**Requirements:**
Copy the items from the start through the line containing "point(382, 271)", including that line, and offset every coordinate in the answer points by -90. Leave the requests and their sample points unchanged.

**Dataset content:**
^^^^^^^^
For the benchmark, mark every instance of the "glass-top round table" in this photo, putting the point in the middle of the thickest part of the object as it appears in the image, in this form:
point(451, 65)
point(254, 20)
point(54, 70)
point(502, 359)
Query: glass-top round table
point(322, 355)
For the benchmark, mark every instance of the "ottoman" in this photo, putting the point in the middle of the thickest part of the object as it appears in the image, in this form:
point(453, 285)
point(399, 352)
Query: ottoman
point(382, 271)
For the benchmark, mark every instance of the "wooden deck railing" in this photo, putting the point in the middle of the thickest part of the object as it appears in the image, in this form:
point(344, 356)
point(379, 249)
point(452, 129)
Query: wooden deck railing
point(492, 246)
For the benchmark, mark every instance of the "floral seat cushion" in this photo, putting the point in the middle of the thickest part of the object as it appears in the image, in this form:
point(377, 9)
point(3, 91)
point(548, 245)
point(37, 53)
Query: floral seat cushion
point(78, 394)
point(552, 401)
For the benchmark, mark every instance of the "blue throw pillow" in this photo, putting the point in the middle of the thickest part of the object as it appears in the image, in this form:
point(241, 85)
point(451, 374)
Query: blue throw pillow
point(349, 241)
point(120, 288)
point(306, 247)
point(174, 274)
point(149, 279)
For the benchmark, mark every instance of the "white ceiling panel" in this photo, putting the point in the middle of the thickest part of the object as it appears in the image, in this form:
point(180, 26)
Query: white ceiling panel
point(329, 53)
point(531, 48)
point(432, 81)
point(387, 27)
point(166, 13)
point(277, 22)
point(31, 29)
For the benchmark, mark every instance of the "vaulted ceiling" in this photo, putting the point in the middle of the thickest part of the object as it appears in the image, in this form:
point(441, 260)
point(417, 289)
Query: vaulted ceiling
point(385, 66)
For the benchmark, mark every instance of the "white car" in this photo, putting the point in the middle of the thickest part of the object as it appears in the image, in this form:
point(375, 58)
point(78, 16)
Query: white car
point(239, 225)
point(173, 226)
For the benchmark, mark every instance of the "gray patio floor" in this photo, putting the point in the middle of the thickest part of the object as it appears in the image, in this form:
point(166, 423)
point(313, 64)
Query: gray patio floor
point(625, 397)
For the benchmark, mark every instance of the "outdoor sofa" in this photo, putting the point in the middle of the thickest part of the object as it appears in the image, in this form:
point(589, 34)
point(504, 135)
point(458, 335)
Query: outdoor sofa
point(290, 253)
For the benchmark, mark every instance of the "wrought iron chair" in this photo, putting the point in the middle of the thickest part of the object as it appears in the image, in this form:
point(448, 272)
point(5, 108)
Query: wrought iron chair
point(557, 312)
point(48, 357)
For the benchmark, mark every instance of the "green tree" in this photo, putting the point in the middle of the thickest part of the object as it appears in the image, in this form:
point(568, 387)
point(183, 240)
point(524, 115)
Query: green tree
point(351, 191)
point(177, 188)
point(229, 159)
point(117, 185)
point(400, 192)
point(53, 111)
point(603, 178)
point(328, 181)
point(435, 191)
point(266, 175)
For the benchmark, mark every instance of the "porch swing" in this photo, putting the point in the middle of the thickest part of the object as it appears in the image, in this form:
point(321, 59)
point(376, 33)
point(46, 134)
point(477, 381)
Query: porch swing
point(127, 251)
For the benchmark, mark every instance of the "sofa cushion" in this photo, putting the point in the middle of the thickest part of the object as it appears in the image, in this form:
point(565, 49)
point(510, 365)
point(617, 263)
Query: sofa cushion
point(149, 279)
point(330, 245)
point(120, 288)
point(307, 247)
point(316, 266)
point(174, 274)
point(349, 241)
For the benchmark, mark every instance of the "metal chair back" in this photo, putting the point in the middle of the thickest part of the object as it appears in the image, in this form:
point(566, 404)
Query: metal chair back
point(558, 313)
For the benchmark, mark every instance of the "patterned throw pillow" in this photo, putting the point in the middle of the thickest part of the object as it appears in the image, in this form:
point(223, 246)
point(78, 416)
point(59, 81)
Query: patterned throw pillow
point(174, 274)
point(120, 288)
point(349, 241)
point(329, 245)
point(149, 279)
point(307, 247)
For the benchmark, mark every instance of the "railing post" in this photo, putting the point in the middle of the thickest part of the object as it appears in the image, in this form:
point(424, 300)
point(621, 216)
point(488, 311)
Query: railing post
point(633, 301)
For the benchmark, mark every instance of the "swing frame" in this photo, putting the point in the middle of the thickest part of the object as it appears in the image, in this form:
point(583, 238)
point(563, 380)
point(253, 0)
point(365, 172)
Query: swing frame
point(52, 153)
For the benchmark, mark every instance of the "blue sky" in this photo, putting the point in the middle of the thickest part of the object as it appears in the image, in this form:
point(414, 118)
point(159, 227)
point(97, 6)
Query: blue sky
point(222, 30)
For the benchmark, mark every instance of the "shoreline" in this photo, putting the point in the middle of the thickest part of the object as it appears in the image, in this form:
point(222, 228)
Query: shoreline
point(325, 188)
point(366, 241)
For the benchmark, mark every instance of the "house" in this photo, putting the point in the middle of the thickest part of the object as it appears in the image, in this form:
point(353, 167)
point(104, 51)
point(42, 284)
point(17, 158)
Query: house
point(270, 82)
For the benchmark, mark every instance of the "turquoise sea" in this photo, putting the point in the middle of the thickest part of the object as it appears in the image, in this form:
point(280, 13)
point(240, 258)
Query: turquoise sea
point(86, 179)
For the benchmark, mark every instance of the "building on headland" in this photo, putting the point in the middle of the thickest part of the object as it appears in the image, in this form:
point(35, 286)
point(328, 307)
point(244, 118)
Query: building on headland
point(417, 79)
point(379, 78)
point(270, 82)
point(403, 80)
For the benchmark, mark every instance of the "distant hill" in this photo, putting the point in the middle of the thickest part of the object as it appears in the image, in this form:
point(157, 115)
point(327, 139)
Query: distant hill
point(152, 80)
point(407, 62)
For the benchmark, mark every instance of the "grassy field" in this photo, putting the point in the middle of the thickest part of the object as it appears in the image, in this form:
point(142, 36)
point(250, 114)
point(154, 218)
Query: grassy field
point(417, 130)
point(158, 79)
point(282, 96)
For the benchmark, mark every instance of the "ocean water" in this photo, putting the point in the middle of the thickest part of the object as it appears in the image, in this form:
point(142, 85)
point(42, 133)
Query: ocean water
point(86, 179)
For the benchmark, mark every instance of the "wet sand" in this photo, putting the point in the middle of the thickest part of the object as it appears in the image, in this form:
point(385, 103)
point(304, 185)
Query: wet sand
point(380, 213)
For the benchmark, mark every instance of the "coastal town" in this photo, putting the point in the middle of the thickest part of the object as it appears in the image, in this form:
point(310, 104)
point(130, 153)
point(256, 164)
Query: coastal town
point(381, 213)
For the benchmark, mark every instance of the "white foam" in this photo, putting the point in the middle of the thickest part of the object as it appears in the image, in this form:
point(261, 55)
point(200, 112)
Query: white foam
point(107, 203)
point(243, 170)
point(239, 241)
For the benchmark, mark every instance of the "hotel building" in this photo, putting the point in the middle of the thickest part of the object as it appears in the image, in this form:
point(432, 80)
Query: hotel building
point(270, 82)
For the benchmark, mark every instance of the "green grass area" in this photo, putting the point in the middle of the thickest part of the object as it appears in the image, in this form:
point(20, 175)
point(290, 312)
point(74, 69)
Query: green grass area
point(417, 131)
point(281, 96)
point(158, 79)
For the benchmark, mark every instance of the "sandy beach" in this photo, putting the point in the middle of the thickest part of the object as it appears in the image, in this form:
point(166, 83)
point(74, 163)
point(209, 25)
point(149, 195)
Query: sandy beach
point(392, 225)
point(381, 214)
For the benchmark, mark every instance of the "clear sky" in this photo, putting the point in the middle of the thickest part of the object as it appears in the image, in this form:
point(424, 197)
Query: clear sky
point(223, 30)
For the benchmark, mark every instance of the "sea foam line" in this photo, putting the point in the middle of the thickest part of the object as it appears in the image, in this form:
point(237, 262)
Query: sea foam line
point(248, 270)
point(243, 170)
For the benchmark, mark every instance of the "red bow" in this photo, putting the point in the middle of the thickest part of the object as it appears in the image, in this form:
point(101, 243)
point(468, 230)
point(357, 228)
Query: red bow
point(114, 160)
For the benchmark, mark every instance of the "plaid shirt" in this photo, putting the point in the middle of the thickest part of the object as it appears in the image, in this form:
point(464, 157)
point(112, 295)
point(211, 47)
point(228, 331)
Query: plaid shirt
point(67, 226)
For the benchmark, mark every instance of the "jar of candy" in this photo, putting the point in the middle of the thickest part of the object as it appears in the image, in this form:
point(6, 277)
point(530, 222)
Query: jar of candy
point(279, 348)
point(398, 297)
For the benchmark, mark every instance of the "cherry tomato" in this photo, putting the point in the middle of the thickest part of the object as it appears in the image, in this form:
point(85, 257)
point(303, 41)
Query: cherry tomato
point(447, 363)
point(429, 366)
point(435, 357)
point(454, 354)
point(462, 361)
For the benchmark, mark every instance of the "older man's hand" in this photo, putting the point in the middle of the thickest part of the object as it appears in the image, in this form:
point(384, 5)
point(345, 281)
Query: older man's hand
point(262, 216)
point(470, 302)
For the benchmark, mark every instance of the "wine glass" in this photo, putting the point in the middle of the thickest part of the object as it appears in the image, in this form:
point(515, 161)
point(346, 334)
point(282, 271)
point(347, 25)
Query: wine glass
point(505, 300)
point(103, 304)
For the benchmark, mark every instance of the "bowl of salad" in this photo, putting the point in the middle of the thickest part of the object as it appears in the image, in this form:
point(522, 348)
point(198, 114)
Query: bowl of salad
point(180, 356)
^^^^^^^^
**Correct answer:**
For the benchmark, mark every instance of the "glass-top round table" in this photo, putting the point in the middle of the thickest part of the object as it appears in the image, in this form:
point(451, 65)
point(254, 20)
point(54, 70)
point(502, 359)
Query: glass-top round table
point(232, 265)
For the benchmark, mark every instance of the "ottoman" in this photo, putting the point in the middle of the thickest part of the object as it appears in the image, in this form:
point(453, 285)
point(399, 352)
Query: ottoman
point(292, 181)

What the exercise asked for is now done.